EXERCISE REQUIREMENTS: Nothing but the lines from the one containing "Each instance of the gray" through the last line of the records below should be copied, exactly and without pictures.
*** DATASET ROWS
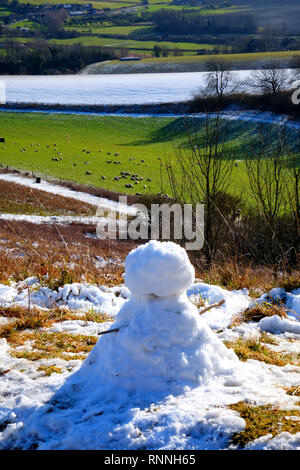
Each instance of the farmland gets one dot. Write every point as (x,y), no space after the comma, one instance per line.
(77,148)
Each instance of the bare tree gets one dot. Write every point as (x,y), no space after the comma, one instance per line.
(221,82)
(267,170)
(270,82)
(202,173)
(293,192)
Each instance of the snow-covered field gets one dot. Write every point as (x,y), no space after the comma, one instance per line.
(107,89)
(164,379)
(100,202)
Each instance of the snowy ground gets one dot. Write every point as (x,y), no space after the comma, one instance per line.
(62,191)
(191,418)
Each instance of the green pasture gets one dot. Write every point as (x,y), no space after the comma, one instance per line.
(86,143)
(130,43)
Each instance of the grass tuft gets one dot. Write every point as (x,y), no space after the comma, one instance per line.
(263,420)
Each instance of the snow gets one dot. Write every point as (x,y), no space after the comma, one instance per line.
(162,269)
(59,220)
(76,296)
(284,441)
(164,380)
(221,317)
(119,89)
(62,191)
(277,325)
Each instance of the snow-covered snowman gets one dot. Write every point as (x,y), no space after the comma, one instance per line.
(159,341)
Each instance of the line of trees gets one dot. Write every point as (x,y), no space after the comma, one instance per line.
(41,57)
(261,222)
(192,22)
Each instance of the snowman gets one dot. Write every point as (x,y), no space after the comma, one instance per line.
(159,342)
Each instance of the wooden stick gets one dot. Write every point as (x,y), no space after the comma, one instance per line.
(115,330)
(212,306)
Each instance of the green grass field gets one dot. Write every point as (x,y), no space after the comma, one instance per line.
(86,143)
(130,43)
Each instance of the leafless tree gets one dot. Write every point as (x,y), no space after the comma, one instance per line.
(270,82)
(221,82)
(267,178)
(203,174)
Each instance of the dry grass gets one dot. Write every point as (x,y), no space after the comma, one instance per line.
(263,420)
(258,279)
(258,312)
(49,370)
(293,391)
(45,345)
(58,254)
(257,350)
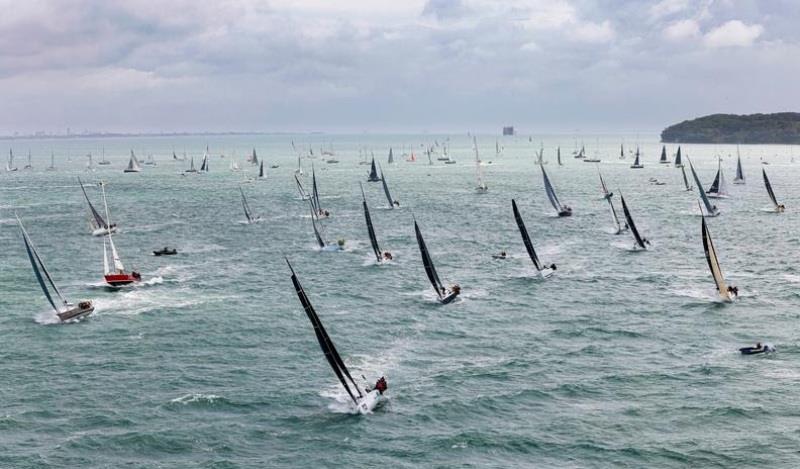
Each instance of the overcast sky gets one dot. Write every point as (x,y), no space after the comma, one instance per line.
(392,65)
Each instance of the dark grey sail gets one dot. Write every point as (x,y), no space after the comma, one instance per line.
(98,219)
(325,342)
(373,173)
(636,236)
(370,229)
(526,239)
(427,262)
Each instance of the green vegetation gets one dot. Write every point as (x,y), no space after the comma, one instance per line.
(783,127)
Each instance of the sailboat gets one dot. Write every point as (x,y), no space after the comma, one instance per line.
(562,210)
(380,256)
(718,189)
(481,188)
(191,166)
(606,194)
(63,308)
(250,217)
(364,402)
(445,296)
(725,292)
(133,165)
(685,181)
(739,179)
(97,223)
(711,210)
(640,243)
(10,163)
(544,271)
(315,203)
(103,161)
(118,276)
(392,202)
(779,208)
(262,173)
(678,162)
(373,173)
(636,163)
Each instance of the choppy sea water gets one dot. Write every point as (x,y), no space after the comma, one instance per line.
(619,360)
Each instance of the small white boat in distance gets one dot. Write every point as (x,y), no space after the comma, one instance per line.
(64,309)
(365,402)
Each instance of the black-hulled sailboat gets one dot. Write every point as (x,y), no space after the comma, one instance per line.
(640,243)
(250,218)
(718,189)
(562,210)
(739,179)
(380,256)
(544,271)
(365,402)
(373,173)
(97,223)
(445,296)
(779,208)
(725,292)
(392,202)
(63,308)
(637,164)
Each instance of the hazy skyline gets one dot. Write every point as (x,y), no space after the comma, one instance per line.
(436,65)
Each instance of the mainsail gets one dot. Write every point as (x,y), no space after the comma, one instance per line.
(710,209)
(713,262)
(430,270)
(769,189)
(39,269)
(526,239)
(636,236)
(325,342)
(370,229)
(99,221)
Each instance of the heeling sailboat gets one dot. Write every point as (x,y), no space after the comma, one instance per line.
(63,309)
(562,210)
(117,276)
(640,243)
(739,179)
(725,292)
(637,163)
(392,202)
(445,296)
(248,213)
(711,209)
(718,189)
(373,173)
(133,165)
(663,159)
(97,223)
(364,402)
(481,188)
(380,256)
(779,208)
(544,271)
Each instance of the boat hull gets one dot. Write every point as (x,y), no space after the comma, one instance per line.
(118,280)
(76,312)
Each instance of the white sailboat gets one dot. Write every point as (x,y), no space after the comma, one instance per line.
(481,188)
(63,308)
(133,165)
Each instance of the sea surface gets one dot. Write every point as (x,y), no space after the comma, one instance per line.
(620,359)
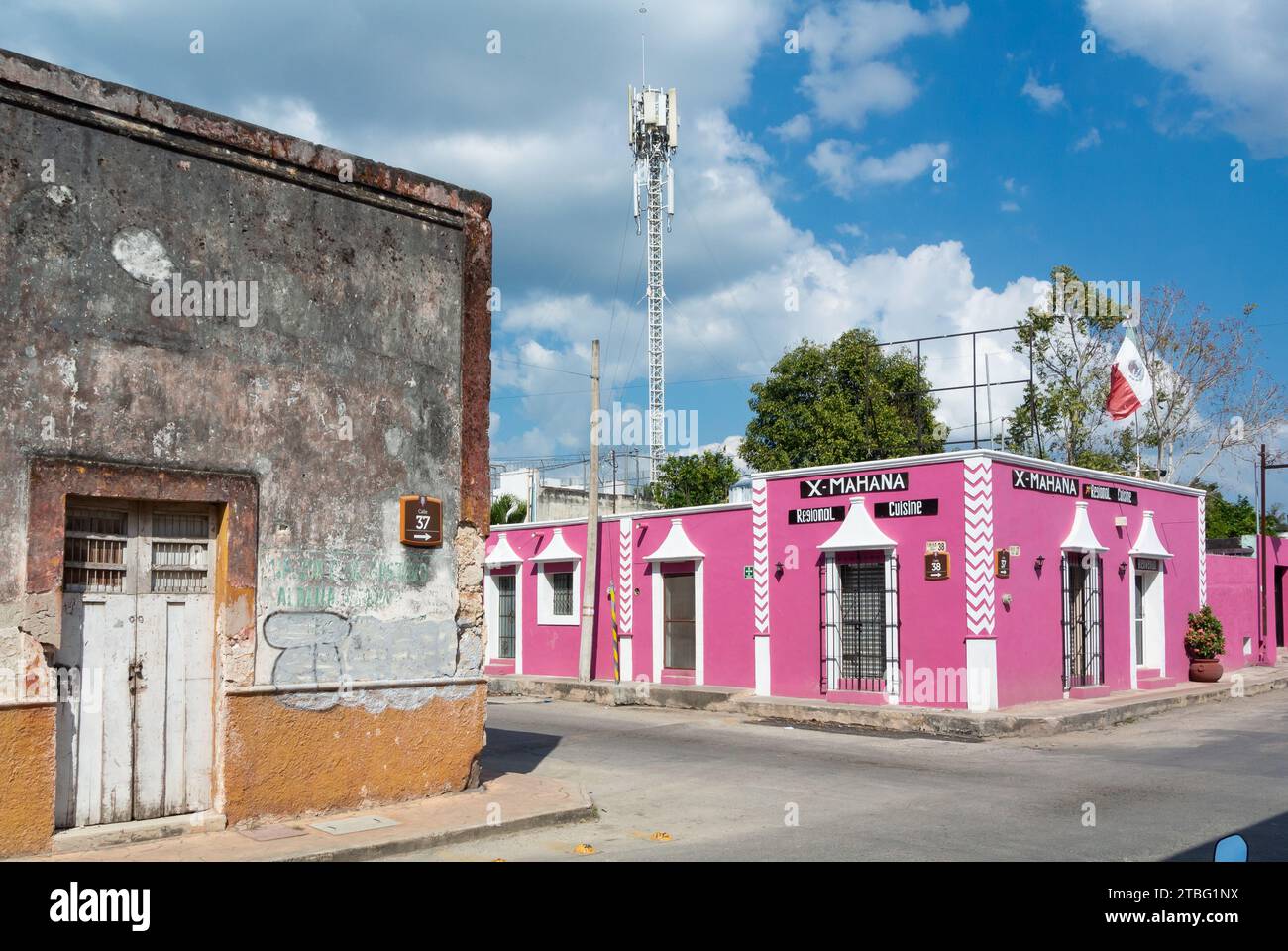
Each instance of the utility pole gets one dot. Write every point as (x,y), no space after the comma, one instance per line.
(612,454)
(590,574)
(1263,628)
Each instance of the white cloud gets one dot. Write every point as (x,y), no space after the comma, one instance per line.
(1046,97)
(846,80)
(844,167)
(288,115)
(1231,54)
(799,128)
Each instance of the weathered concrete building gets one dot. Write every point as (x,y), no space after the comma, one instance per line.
(228,355)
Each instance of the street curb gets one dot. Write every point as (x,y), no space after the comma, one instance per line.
(674,696)
(958,726)
(585,812)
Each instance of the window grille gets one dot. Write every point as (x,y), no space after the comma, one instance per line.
(505,613)
(1082,612)
(94,551)
(561,586)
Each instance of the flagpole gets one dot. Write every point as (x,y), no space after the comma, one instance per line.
(1136,420)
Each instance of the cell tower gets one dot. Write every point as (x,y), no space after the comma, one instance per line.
(653,124)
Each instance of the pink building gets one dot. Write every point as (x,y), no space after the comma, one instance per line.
(1232,590)
(973,579)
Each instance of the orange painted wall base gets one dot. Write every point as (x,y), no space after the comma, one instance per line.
(27,778)
(284,762)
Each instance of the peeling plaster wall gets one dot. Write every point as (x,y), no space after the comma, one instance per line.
(360,373)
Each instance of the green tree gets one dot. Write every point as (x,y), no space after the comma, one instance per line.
(1072,337)
(703,478)
(1228,519)
(509,510)
(842,402)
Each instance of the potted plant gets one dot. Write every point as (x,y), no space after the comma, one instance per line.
(1205,643)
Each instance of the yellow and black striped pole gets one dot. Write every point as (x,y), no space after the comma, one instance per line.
(617,654)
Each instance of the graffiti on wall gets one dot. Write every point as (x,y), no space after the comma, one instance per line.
(320,647)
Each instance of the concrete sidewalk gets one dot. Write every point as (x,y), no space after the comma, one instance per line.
(1025,720)
(509,803)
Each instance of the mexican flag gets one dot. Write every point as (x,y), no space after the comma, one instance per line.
(1129,385)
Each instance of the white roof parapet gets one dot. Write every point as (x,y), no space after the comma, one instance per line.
(1147,544)
(858,531)
(557,551)
(677,547)
(1081,538)
(502,555)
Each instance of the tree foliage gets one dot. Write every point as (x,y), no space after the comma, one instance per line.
(842,402)
(1229,519)
(1211,398)
(1072,339)
(703,478)
(509,510)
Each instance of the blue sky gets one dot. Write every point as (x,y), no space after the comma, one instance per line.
(807,170)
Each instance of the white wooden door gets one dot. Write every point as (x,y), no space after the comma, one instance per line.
(137,663)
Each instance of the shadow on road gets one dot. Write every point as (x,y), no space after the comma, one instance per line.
(514,752)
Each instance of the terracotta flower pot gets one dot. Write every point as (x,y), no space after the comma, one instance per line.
(1206,669)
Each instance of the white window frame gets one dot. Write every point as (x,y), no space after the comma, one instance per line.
(1155,619)
(698,620)
(492,613)
(546,594)
(832,620)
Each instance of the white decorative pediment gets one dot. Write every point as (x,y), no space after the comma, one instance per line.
(1081,538)
(502,553)
(675,547)
(557,551)
(858,531)
(1147,544)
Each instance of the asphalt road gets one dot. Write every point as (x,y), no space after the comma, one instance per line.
(725,789)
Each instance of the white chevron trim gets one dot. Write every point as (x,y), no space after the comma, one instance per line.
(1202,551)
(978,497)
(760,553)
(625,578)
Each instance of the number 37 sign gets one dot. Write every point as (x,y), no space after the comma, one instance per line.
(420,521)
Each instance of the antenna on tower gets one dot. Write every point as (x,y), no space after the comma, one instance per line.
(655,120)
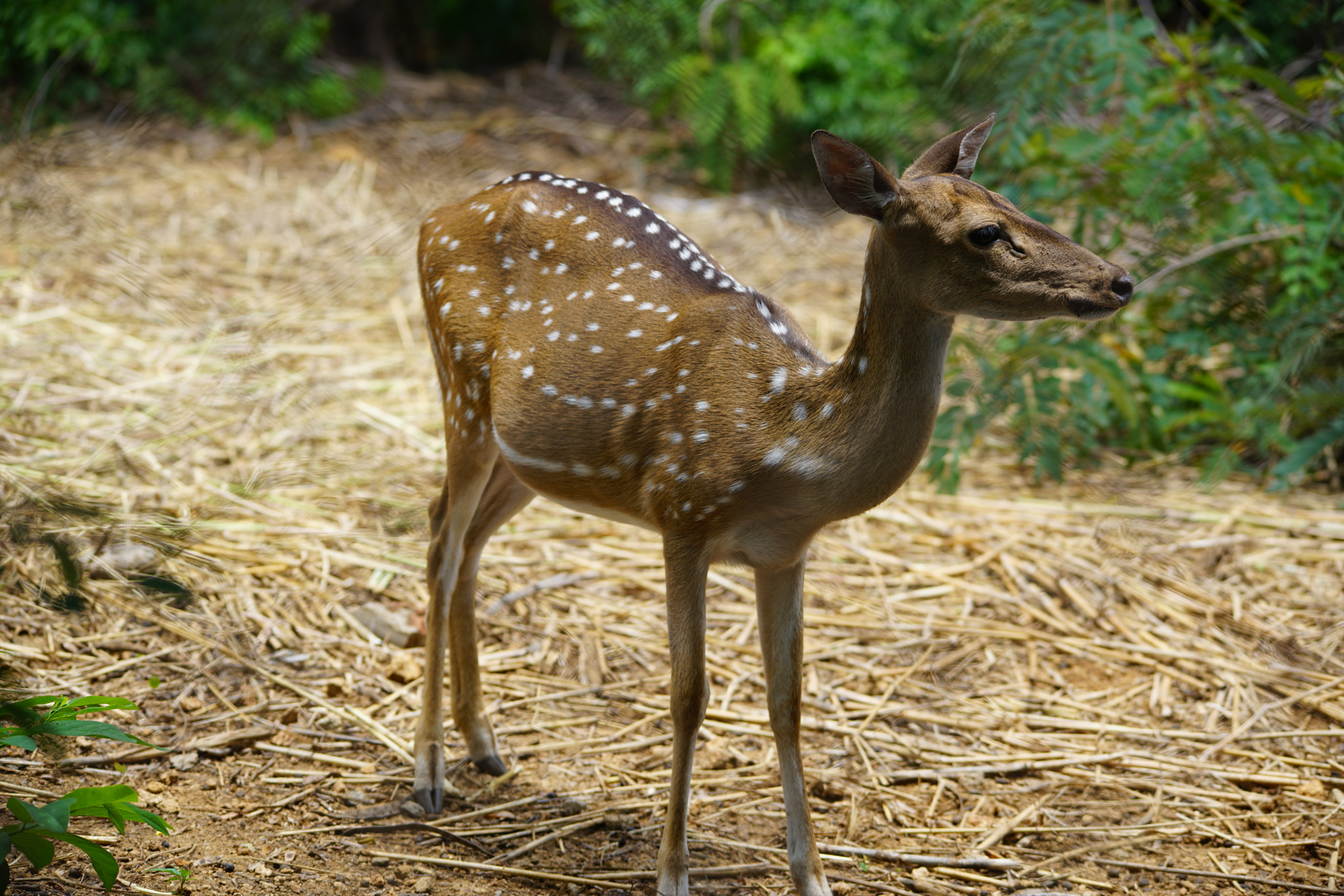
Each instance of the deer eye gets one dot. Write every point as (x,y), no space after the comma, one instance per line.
(986,235)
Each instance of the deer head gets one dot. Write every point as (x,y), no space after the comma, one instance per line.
(991,260)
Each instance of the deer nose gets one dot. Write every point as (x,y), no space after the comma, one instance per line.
(1124,288)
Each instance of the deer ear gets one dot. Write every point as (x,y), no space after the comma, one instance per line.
(955,153)
(855,180)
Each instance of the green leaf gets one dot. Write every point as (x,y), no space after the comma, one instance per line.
(20,741)
(85,797)
(144,816)
(20,810)
(102,861)
(94,704)
(1309,448)
(88,729)
(37,849)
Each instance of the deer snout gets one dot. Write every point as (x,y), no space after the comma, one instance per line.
(1124,288)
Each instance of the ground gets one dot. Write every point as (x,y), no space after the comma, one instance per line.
(214,350)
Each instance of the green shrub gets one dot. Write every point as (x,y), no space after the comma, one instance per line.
(245,65)
(39,828)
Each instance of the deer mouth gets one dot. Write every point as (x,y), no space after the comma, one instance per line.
(1090,310)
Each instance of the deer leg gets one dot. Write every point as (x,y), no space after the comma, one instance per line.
(505,496)
(690,695)
(451,518)
(780,621)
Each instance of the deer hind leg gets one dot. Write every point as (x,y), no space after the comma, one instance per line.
(687,567)
(505,496)
(780,621)
(469,470)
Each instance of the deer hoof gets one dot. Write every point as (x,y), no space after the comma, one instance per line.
(430,797)
(491,765)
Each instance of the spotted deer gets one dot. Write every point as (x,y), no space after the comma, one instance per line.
(592,352)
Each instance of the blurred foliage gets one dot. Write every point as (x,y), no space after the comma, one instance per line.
(243,64)
(430,35)
(1202,138)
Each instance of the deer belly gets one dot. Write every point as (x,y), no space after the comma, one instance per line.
(582,507)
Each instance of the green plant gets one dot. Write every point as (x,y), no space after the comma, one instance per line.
(39,826)
(180,876)
(243,65)
(62,719)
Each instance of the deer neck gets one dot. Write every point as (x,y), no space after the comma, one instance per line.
(887,386)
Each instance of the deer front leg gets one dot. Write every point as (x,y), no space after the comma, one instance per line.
(452,516)
(690,695)
(780,621)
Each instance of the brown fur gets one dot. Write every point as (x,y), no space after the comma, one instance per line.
(605,361)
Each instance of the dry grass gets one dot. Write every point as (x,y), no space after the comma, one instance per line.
(217,351)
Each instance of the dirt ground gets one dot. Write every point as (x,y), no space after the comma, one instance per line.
(214,350)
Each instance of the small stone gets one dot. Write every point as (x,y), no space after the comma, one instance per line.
(184,761)
(397,628)
(1312,789)
(121,558)
(620,821)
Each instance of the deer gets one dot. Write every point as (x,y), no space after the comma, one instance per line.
(591,352)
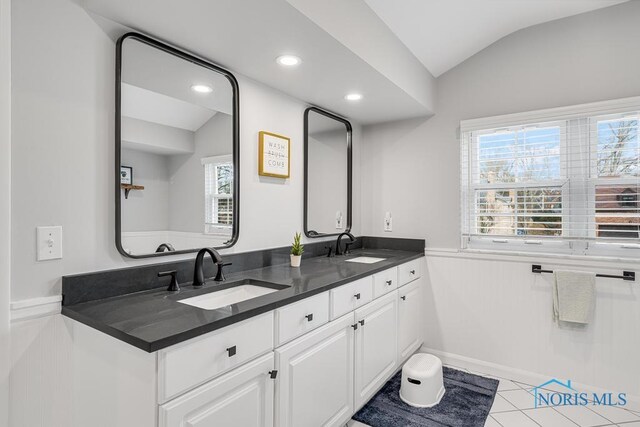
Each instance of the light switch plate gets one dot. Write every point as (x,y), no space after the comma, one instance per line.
(388,221)
(338,220)
(49,243)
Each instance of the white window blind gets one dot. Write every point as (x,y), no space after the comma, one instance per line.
(218,189)
(567,183)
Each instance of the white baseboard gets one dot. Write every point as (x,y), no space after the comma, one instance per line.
(520,375)
(35,307)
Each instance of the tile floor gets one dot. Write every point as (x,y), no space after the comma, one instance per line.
(514,407)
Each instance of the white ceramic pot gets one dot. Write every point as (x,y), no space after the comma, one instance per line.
(295,260)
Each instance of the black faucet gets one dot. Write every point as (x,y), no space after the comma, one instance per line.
(165,247)
(338,244)
(198,274)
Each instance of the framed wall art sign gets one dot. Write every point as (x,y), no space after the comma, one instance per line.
(126,175)
(273,155)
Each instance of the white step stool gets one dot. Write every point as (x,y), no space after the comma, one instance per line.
(422,384)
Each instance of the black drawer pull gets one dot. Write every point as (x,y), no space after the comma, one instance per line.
(231,351)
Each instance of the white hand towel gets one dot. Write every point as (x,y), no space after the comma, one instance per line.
(573,296)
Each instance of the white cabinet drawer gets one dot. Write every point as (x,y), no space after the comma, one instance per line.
(350,296)
(409,271)
(385,282)
(186,365)
(300,317)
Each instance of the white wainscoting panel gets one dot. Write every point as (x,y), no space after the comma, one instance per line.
(35,307)
(498,312)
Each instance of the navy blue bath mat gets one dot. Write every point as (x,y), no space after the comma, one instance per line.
(466,403)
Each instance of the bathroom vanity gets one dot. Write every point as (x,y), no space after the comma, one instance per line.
(310,353)
(270,345)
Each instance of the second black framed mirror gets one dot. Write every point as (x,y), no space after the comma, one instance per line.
(327,173)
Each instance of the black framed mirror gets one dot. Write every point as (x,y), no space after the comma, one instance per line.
(327,173)
(177,160)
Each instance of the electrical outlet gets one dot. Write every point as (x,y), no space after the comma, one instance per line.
(388,222)
(49,243)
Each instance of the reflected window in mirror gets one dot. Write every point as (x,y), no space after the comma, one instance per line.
(177,129)
(327,147)
(218,195)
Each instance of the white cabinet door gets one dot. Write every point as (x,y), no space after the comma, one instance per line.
(243,397)
(409,319)
(376,349)
(350,296)
(315,377)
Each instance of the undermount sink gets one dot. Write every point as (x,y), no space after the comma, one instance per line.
(242,291)
(366,259)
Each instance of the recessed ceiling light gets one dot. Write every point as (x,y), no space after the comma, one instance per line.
(353,97)
(202,88)
(288,60)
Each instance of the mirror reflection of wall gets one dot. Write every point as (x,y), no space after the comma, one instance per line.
(328,174)
(177,136)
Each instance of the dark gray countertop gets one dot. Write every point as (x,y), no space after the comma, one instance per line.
(153,320)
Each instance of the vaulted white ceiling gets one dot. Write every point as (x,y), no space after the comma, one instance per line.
(444,33)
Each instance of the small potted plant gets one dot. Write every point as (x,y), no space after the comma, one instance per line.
(296,251)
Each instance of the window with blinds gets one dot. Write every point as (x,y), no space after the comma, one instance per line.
(564,184)
(218,189)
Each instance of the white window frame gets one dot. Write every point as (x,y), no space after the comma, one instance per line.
(214,228)
(581,160)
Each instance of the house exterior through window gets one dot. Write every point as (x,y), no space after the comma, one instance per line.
(559,181)
(218,197)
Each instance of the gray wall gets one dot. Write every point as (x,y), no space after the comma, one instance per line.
(5,207)
(146,210)
(186,210)
(411,168)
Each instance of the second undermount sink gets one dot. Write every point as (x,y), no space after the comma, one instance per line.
(233,294)
(366,259)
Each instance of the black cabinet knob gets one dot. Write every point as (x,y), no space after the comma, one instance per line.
(231,351)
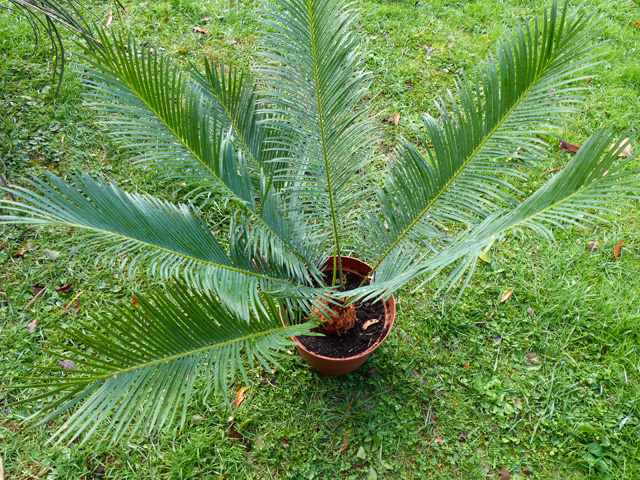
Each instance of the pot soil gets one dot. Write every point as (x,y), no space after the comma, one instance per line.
(334,354)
******
RESULT OF THIS EXERCISE:
Each instance of the gray wall gets one dot. Write every point as (x,y), no space after the comma, one instance per line.
(5,207)
(146,210)
(186,210)
(411,168)
Each instance of the second undermount sink gets one dot. Write every point as (x,y), no space after the comma, one instance per line.
(233,294)
(366,259)
Each instance of the black cabinet knob gets one dot. Write every point as (x,y), no space after the comma, one instance per line.
(231,351)
Each instance of the pot soil gets one dot. Write every point as (x,y), no space after the comma, one instance per line.
(334,354)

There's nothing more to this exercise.